(Saved entries)
—————
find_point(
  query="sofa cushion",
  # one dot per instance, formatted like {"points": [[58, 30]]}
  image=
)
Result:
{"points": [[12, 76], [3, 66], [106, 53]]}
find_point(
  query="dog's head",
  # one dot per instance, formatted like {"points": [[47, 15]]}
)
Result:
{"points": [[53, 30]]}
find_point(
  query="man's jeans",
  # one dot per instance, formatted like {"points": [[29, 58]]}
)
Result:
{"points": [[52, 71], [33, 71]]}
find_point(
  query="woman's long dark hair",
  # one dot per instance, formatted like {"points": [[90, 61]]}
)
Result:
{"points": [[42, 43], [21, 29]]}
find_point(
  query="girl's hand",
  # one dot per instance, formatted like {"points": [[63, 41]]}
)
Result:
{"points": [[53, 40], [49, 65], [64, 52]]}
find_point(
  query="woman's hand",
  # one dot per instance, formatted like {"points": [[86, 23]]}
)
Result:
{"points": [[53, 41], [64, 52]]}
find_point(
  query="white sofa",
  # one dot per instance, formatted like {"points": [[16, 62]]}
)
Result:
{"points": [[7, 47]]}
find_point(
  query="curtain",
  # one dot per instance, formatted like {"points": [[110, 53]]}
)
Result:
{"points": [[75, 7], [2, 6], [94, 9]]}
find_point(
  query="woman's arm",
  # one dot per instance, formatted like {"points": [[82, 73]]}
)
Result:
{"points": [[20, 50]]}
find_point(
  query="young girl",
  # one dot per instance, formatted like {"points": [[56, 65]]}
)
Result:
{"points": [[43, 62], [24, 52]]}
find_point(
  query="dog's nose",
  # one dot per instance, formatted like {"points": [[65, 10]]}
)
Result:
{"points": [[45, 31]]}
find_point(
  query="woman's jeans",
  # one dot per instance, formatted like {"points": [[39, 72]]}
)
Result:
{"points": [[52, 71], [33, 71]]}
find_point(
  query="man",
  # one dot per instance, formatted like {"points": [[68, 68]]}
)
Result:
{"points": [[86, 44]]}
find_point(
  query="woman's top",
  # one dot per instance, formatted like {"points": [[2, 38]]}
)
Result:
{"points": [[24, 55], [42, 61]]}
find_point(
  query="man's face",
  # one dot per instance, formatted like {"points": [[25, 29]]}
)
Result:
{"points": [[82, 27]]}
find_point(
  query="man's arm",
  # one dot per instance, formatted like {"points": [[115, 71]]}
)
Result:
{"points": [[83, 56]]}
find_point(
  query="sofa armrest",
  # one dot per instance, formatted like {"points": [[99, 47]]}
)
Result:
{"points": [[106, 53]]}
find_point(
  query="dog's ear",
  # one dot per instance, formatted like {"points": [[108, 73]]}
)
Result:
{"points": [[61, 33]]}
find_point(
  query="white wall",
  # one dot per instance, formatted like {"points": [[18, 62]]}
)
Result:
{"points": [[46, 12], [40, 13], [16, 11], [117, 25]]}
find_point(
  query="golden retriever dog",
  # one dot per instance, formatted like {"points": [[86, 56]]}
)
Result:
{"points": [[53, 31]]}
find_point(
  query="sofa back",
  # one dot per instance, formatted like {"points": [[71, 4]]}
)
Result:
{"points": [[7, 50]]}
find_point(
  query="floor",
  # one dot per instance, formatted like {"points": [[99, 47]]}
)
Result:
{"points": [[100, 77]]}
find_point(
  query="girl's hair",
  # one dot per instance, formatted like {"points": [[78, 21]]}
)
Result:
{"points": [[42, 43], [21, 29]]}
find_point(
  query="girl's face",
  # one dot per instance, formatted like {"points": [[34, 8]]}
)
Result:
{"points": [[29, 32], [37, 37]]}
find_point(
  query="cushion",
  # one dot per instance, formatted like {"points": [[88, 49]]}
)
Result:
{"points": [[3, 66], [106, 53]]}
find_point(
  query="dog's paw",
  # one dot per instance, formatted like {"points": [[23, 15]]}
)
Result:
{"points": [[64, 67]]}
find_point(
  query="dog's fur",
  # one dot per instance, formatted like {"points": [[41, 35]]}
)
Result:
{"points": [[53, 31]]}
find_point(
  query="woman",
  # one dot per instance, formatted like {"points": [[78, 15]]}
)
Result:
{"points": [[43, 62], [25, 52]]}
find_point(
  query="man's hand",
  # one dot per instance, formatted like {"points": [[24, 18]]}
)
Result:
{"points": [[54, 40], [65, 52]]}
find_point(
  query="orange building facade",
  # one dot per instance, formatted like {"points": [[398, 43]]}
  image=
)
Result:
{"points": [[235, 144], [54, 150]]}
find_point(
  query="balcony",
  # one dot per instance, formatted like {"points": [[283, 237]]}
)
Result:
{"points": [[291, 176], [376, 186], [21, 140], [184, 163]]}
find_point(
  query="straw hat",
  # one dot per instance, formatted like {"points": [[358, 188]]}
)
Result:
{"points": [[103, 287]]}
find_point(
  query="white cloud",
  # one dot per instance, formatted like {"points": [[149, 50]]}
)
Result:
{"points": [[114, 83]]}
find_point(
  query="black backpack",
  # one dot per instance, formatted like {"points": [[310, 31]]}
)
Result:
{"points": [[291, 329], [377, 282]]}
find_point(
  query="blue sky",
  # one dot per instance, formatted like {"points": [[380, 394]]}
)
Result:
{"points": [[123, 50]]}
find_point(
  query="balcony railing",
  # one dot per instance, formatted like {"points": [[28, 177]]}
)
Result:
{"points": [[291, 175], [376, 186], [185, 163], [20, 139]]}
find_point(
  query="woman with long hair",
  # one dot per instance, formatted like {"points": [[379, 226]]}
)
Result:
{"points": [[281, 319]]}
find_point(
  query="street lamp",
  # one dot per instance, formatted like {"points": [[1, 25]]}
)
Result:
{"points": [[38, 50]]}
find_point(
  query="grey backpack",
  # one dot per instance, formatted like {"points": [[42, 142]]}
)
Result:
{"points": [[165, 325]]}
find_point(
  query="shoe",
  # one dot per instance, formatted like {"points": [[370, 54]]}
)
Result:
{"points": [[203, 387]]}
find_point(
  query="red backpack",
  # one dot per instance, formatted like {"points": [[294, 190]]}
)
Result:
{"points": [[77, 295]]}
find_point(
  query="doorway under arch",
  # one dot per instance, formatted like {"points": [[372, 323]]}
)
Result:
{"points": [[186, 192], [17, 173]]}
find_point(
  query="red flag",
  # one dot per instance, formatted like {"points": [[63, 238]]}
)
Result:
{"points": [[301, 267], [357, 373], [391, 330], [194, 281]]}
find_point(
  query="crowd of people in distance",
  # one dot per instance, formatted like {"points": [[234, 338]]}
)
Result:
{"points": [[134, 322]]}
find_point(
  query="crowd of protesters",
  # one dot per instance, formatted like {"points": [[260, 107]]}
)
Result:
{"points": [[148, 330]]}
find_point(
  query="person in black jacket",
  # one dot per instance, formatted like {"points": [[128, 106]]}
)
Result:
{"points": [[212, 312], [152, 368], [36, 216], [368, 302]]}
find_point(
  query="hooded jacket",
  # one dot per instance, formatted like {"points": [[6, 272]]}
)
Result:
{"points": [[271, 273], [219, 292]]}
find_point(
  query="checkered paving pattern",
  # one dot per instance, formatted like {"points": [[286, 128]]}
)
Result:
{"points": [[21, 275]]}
—————
Task directions. The exact wording of every entry above should be written out again.

Written reply.
find_point(
  query="sofa cushion",
  # one dot per instance, formatted like {"points": [[58, 30]]}
  image=
)
Result:
{"points": [[12, 76], [3, 66], [106, 53]]}
find_point(
  query="dog's head",
  # one dot per instance, formatted like {"points": [[47, 15]]}
)
Result:
{"points": [[53, 30]]}
find_point(
  query="man's jeans",
  # one dot per instance, formatted like {"points": [[29, 58]]}
)
Result:
{"points": [[52, 71], [33, 71]]}
find_point(
  query="woman's long dark hair",
  # one dot per instance, formatted like {"points": [[90, 61]]}
)
Result:
{"points": [[42, 43], [21, 29]]}
find_point(
  query="girl's hand",
  # one dot per instance, formatted like {"points": [[63, 41]]}
)
Result:
{"points": [[53, 40], [49, 65], [64, 52]]}
find_point(
  query="woman's hand",
  # one dot per instance, formatted like {"points": [[86, 23]]}
)
Result:
{"points": [[53, 41], [64, 52]]}
find_point(
  query="white sofa",
  # one dot per instance, formatted like {"points": [[16, 62]]}
)
Result:
{"points": [[7, 47]]}
find_point(
  query="curtain",
  # one dot per instance, formatted like {"points": [[110, 53]]}
)
Result:
{"points": [[75, 7], [2, 6], [94, 9]]}
find_point(
  query="woman's arm",
  # one dot per instance, formatted like {"points": [[82, 73]]}
)
Result:
{"points": [[20, 50]]}
find_point(
  query="young girl",
  # one dot per instance, formatted like {"points": [[56, 65]]}
)
Result:
{"points": [[43, 62], [24, 52]]}
find_point(
  query="dog's nose",
  # one dot per instance, formatted like {"points": [[65, 10]]}
)
Result:
{"points": [[45, 31]]}
find_point(
  query="woman's jeans",
  # one dot per instance, formatted like {"points": [[39, 72]]}
)
Result:
{"points": [[52, 71], [33, 71]]}
find_point(
  query="man",
  # one dot per instance, formatted like {"points": [[68, 68]]}
)
Result:
{"points": [[86, 44]]}
find_point(
  query="woman's top",
  # one dot per instance, formatted like {"points": [[2, 38]]}
)
Result:
{"points": [[24, 55], [42, 61]]}
find_point(
  query="man's face",
  # one dot per instance, formatted like {"points": [[25, 29]]}
)
Result:
{"points": [[82, 27]]}
find_point(
  query="man's arm",
  # one dot per instance, formatted like {"points": [[115, 71]]}
)
Result:
{"points": [[83, 56]]}
find_point(
  query="sofa armrest",
  # one dot per instance, formatted like {"points": [[99, 47]]}
)
Result:
{"points": [[106, 53]]}
find_point(
  query="dog's ear",
  # one dot per instance, formatted like {"points": [[108, 73]]}
)
Result:
{"points": [[61, 33]]}
find_point(
  query="white wall",
  # one dot per instance, formatted like {"points": [[18, 62]]}
)
Result:
{"points": [[46, 12], [40, 13], [16, 11], [117, 25]]}
find_point(
  query="golden retriever dog",
  # one dot per instance, formatted like {"points": [[86, 56]]}
)
Result:
{"points": [[53, 31]]}
find_point(
  query="sofa back",
  # one dot per instance, formatted like {"points": [[71, 4]]}
)
Result:
{"points": [[7, 50]]}
find_point(
  query="floor",
  # one dot per instance, formatted like {"points": [[99, 47]]}
)
Result:
{"points": [[100, 77]]}
find_point(
  query="girl's hair",
  # one dot per instance, formatted like {"points": [[78, 21]]}
)
Result:
{"points": [[42, 43], [21, 29]]}
find_point(
  query="girl's face",
  # one dot per instance, formatted like {"points": [[34, 8]]}
)
Result:
{"points": [[29, 32], [37, 37]]}
find_point(
  query="cushion",
  # one dot per instance, formatted like {"points": [[88, 49]]}
)
Result:
{"points": [[3, 66], [106, 53]]}
find_point(
  query="dog's paw",
  # one dot per instance, formatted like {"points": [[23, 15]]}
)
Result:
{"points": [[64, 67]]}
find_point(
  query="dog's fur",
  # one dot per instance, formatted like {"points": [[41, 35]]}
)
Result:
{"points": [[53, 31]]}
find_point(
  query="woman",
  # one dot per instance, formatted like {"points": [[78, 15]]}
)
Result:
{"points": [[43, 62], [25, 52]]}
find_point(
  query="man's hand",
  # one dot per instance, formatted like {"points": [[24, 18]]}
)
Result:
{"points": [[54, 40], [65, 52]]}
find_point(
  query="orange building facade",
  # one dot per instance, formatted like {"points": [[398, 43]]}
  image=
)
Result:
{"points": [[235, 144], [54, 150]]}
find_point(
  query="balcony",
  # one dot per instance, formatted like {"points": [[283, 237]]}
)
Result:
{"points": [[291, 176], [376, 186], [21, 140], [184, 163]]}
find_point(
  query="straw hat",
  # one dot per instance, formatted like {"points": [[358, 188]]}
)
Result:
{"points": [[103, 287]]}
find_point(
  query="white cloud",
  # one dot per instance, formatted like {"points": [[149, 50]]}
)
Result:
{"points": [[114, 83]]}
find_point(
  query="black backpack",
  # one dot per instance, formatted like {"points": [[310, 31]]}
)
Result:
{"points": [[291, 329], [377, 282]]}
find_point(
  query="blue sky",
  # one dot per instance, formatted like {"points": [[380, 394]]}
)
Result:
{"points": [[123, 50]]}
find_point(
  query="balcony railing",
  # one dot per instance, formatted like {"points": [[28, 177]]}
)
Result:
{"points": [[291, 175], [376, 186], [185, 163], [20, 139]]}
find_point(
  query="woman with long hair",
  # one dot per instance, formatted like {"points": [[379, 226]]}
)
Result:
{"points": [[281, 319]]}
find_point(
  query="street lamp",
  # one dot per instance, formatted like {"points": [[1, 25]]}
)
Result:
{"points": [[38, 50]]}
find_point(
  query="grey backpack",
  # one dot per instance, formatted like {"points": [[42, 142]]}
)
Result:
{"points": [[165, 325]]}
find_point(
  query="shoe",
  # one dot per instance, formatted like {"points": [[370, 54]]}
)
Result:
{"points": [[203, 387]]}
find_point(
  query="red backpack",
  # one dot per instance, formatted like {"points": [[294, 190]]}
)
Result:
{"points": [[77, 295]]}
find_point(
  query="doorway under arch",
  # one dot per instance, formatted like {"points": [[372, 323]]}
)
Result:
{"points": [[186, 192], [17, 173]]}
find_point(
  query="red flag",
  # one dot per instance, formatted like {"points": [[63, 238]]}
)
Result:
{"points": [[301, 267], [357, 373], [391, 330], [194, 281]]}
find_point(
  query="crowd of people in distance",
  # one dot per instance, formatted like {"points": [[234, 338]]}
)
Result:
{"points": [[134, 322]]}
find_point(
  query="crowd of protesters",
  # one dot per instance, formatted like {"points": [[260, 107]]}
)
Result:
{"points": [[148, 330]]}
find_point(
  query="person in black jacket",
  # one dot per instance, formatted like {"points": [[128, 106]]}
)
Result:
{"points": [[212, 312], [152, 368], [36, 216], [368, 302]]}
find_point(
  query="hooded jacket",
  # one dot per instance, formatted like {"points": [[6, 272]]}
)
Result:
{"points": [[271, 273], [219, 292]]}
find_point(
  query="checkered paving pattern",
  # one dot per instance, formatted like {"points": [[286, 128]]}
)
Result:
{"points": [[21, 275]]}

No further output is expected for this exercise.